Directive a:
In the sunflower lemma question, on which page of the paper does Lemma 2.10 appear?

Given text:

****************

Sunflower Lemma – Improved Bounds Questions

additive-combinatoricsco.combinatorics

I have been reading 'Improved bounds for the sunflower lemma' by Alweiss, Lovett, Wu and Zhang (Ann. of Math., Vol. 194(3), 2021), and have some gaps in my understanding of the paper. They are as follows:

  1. In Lemma: 2.8 (pg. 802), the authors bound the number of bad pairs $(W,S_{i})$ by a product of four bounds obtained earlier- (i) the bound on the number of sets of the form $W \cup S_{i}$, (ii) the number of sets of the form $A = S_{i} \cap S_{j}$ (once $S_{j}$ is chosen and fixed in a certain manner), (iii) the number of sets in $\mathcal{F}^{'}$ that contain the set $A$, and (iv) the number of sets of the form $S_{i} \cap W$. Each of the bounds in i)-iv) are clear to me, but I am unable to understand how the product is indeed a bound for the number of bad pairs, both heuristically and in terms of constructing an injection from the set of bad pairs into the set encoded as above.
  2. In Lemma 2.10 (pg. 803), a new weighting $\sigma^{'}$ is defined on $\mathcal{F}^{'}$. Am I right in thinking that $\forall \, S \, \in F^{'}: \sigma^{'}(S) = 1$? In this case, the spreadness criteria seems to go through. If not, how is $\sigma^{'}$ defined explicitly?
  3. On pg. 804, the authors construct a recursively-defined, strictly-decreasing sequence of integers, $(w_{i})_{i =1}^{r}$, with $w_{i+1} = \lfloor (1 – \varepsilon)w_{i} \rfloor + 1$ for some small, fixed $\varepsilon$, uniformly bounded below by $w^{*}.$ It can be shown that $w^{*} \geq \frac{1}{\varepsilon}$. The authors claim that $\exists K > 0: r \leq \frac{K \, \log(w)}{\varepsilon}.$ I am unable to prove this remark, and would prefer, if possible, a constructive proof.

****************

Excerpted data:
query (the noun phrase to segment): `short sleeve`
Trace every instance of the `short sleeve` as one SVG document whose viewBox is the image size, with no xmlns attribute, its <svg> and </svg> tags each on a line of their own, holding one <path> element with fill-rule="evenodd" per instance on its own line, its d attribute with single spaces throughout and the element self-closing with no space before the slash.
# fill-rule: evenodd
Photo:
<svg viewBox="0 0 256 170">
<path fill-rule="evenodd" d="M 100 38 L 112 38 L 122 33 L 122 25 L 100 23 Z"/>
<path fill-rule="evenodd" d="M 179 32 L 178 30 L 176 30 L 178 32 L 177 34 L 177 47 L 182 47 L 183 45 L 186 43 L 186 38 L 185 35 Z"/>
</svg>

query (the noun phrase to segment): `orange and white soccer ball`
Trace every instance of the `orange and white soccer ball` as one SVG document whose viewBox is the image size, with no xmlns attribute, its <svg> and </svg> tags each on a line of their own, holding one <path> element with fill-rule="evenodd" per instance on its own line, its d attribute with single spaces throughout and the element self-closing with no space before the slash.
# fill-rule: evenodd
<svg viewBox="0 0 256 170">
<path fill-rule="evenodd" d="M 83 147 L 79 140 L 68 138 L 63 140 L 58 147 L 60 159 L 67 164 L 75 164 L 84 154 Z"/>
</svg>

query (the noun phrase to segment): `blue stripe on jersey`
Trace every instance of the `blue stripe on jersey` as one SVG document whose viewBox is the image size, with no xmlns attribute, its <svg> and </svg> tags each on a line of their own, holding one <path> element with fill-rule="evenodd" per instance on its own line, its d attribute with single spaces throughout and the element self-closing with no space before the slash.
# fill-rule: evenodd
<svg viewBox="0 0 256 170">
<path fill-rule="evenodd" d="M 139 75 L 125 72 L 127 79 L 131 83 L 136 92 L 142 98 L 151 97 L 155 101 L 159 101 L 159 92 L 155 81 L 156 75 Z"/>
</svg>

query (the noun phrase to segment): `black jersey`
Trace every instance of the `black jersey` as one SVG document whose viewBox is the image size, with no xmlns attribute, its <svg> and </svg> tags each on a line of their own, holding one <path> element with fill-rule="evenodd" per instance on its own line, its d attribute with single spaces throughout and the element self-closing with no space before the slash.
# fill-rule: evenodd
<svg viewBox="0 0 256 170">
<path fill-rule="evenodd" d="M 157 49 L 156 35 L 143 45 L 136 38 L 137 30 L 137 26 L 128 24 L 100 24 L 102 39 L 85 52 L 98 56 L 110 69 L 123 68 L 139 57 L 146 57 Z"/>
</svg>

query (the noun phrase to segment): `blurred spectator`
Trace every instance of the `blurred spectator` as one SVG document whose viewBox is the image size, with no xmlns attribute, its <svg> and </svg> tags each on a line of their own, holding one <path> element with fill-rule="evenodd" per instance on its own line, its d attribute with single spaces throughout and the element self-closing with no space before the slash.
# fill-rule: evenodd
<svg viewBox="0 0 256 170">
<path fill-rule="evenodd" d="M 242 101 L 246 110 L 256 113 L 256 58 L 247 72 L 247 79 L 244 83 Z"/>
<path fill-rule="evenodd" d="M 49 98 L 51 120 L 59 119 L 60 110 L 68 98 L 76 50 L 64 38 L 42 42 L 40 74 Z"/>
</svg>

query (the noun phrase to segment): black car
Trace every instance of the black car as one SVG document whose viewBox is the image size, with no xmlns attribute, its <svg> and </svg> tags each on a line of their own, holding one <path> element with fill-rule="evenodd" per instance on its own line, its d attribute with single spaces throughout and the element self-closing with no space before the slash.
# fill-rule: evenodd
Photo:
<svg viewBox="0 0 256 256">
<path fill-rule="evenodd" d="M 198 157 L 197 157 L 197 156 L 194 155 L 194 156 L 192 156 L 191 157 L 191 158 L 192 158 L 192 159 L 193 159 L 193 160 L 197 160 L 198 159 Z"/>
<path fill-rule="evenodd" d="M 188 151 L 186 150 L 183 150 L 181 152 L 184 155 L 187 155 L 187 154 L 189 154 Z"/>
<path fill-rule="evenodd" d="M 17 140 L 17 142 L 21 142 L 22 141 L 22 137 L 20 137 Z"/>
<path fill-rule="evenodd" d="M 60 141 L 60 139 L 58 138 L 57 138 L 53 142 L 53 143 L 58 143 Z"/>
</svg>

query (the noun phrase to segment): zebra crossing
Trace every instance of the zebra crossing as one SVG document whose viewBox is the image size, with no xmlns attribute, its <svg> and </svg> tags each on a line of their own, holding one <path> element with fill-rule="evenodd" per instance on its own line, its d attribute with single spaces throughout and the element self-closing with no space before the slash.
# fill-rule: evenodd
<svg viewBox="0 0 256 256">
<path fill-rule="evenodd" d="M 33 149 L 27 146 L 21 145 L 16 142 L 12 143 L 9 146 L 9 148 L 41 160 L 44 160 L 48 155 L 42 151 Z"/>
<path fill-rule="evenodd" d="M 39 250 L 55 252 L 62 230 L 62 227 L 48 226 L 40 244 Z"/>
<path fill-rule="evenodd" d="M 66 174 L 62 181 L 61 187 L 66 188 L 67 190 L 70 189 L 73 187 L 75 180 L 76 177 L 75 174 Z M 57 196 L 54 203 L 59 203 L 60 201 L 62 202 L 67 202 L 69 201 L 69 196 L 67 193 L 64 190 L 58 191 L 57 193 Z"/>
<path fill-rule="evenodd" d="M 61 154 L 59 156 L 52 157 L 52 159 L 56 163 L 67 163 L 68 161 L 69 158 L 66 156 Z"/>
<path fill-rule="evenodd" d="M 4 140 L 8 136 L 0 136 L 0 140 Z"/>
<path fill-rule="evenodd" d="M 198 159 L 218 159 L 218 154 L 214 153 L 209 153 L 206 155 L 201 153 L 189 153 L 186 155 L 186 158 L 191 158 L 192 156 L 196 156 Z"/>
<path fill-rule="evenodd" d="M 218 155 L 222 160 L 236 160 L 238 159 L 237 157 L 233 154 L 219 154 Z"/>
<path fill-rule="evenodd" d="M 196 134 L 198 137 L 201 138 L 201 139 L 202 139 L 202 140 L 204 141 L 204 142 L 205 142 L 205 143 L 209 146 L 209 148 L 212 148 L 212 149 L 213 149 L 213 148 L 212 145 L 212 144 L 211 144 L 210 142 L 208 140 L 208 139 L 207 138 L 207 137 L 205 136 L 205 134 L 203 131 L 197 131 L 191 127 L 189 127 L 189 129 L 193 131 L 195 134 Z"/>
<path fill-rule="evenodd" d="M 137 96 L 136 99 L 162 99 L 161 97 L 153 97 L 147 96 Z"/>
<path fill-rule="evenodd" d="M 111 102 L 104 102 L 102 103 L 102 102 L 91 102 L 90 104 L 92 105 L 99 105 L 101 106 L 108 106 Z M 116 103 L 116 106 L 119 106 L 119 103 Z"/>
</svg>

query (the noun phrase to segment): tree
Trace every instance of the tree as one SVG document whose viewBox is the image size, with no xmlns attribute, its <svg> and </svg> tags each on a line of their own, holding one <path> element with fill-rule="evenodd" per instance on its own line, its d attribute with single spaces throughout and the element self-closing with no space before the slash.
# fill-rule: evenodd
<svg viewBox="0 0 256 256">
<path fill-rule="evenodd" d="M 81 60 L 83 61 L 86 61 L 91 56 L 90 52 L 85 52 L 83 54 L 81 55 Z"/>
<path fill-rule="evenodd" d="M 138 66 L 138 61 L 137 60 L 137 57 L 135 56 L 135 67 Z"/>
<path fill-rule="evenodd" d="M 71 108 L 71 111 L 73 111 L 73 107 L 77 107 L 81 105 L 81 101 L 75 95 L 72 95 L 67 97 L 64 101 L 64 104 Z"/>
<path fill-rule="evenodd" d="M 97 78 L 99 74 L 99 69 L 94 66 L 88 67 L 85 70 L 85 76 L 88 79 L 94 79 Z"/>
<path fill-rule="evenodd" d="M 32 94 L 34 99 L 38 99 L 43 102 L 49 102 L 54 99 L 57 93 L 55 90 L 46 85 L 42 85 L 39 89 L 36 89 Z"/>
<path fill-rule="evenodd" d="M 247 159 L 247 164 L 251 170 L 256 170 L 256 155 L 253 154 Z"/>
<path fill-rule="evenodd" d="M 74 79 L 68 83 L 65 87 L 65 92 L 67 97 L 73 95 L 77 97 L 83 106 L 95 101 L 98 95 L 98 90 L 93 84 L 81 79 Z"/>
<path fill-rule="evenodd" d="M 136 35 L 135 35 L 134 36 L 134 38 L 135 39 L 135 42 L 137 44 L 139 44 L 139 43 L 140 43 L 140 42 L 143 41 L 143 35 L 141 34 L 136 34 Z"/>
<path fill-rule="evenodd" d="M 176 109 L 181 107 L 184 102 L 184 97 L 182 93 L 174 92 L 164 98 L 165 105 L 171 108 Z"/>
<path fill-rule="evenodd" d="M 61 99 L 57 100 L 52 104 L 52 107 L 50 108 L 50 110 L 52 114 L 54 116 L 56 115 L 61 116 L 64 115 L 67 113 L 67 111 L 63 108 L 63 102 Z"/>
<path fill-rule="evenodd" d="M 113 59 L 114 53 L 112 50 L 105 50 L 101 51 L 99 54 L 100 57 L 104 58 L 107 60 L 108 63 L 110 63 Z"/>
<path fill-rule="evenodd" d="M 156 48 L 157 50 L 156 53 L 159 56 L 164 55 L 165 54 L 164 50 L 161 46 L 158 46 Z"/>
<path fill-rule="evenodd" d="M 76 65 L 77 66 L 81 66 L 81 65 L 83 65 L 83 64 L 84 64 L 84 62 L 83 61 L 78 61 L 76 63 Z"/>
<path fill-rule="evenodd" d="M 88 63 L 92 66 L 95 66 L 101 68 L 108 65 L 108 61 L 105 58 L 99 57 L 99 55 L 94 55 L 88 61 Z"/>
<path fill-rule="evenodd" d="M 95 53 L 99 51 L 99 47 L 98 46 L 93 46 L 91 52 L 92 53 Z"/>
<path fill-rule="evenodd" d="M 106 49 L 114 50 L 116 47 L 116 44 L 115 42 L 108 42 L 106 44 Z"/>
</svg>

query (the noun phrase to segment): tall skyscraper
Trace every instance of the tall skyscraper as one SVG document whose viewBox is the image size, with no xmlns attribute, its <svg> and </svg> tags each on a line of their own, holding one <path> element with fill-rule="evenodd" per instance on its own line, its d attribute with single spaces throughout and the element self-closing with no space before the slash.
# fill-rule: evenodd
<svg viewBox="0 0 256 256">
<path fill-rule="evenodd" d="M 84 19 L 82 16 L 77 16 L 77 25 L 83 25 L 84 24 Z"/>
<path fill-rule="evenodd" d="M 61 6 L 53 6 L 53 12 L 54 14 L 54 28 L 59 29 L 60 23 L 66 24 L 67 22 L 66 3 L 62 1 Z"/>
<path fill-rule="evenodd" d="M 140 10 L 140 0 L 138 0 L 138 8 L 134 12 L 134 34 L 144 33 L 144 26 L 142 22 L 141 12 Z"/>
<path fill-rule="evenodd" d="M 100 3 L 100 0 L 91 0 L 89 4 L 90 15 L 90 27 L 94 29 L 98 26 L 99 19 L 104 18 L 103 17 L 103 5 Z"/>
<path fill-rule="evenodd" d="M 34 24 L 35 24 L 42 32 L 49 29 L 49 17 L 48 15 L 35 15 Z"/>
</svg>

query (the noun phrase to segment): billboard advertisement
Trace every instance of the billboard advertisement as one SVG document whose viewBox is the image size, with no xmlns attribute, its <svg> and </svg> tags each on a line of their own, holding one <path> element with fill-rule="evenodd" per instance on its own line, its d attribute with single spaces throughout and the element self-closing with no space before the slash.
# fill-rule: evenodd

****************

Directive b:
Render everything in the rows from the line containing "query (the noun phrase to segment): zebra" down to the line containing "137 96 L 136", both lines included, as a numbered list with blank lines left out.

Worked answer a:
Page 803.

Worked answer b:
1. query (the noun phrase to segment): zebra crossing
2. Trace every instance of the zebra crossing as one SVG document whose viewBox is the image size, with no xmlns attribute, its <svg> and </svg> tags each on a line of their own, holding one <path> element with fill-rule="evenodd" per instance on its own line, its d attribute with single spaces throughout and the element self-closing with no space before the slash.
3. # fill-rule: evenodd
4. <svg viewBox="0 0 256 256">
5. <path fill-rule="evenodd" d="M 33 149 L 27 146 L 21 145 L 16 142 L 12 143 L 9 146 L 9 148 L 41 160 L 44 160 L 48 155 L 42 151 Z"/>
6. <path fill-rule="evenodd" d="M 39 250 L 55 252 L 62 230 L 62 227 L 48 226 L 40 244 Z"/>
7. <path fill-rule="evenodd" d="M 66 174 L 62 181 L 61 187 L 66 188 L 67 190 L 70 189 L 73 187 L 75 180 L 76 177 L 75 174 Z M 57 196 L 54 203 L 59 203 L 60 201 L 62 202 L 67 202 L 69 201 L 69 196 L 67 193 L 64 190 L 58 191 L 57 193 Z"/>
8. <path fill-rule="evenodd" d="M 61 154 L 59 156 L 52 157 L 52 159 L 56 163 L 67 163 L 68 161 L 69 158 L 66 156 Z"/>
9. <path fill-rule="evenodd" d="M 4 140 L 8 136 L 0 136 L 0 140 Z"/>
10. <path fill-rule="evenodd" d="M 198 159 L 218 159 L 218 154 L 214 153 L 209 153 L 206 155 L 201 153 L 189 153 L 186 155 L 186 158 L 191 158 L 192 156 L 196 156 Z"/>
11. <path fill-rule="evenodd" d="M 218 155 L 222 160 L 236 160 L 238 159 L 237 157 L 233 154 L 219 154 Z"/>
12. <path fill-rule="evenodd" d="M 196 134 L 198 137 L 201 138 L 201 139 L 202 139 L 202 140 L 204 141 L 204 142 L 205 142 L 205 143 L 209 146 L 209 148 L 212 148 L 212 149 L 213 149 L 213 148 L 212 145 L 212 144 L 211 144 L 210 142 L 208 140 L 208 139 L 207 138 L 207 137 L 205 136 L 205 134 L 203 131 L 197 131 L 191 127 L 189 127 L 189 129 L 193 131 L 195 134 Z"/>
13. <path fill-rule="evenodd" d="M 137 96 L 136 99 L 162 99 L 161 97 L 153 97 L 147 96 Z"/>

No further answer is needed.